··· Records provided ···

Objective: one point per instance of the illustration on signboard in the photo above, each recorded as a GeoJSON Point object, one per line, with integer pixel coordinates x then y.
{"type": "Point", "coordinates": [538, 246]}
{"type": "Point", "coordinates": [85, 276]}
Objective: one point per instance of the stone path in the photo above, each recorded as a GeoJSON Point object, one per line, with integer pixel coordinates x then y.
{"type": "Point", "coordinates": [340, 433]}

···

Goal — Rewrite the records with every "Objective" changed to "Goal" and nothing else altered.

Solved problem —
Goal: one point per instance of the illustration on signboard in the photo above, each recorded as a GeoJSON Point object, one per line, with integer pixel coordinates x then y.
{"type": "Point", "coordinates": [538, 246]}
{"type": "Point", "coordinates": [85, 276]}
Goal: one point per instance of the stone path in the photo above, each recorded as a GeoJSON Point object, one per line, with integer pixel coordinates x then y.
{"type": "Point", "coordinates": [340, 433]}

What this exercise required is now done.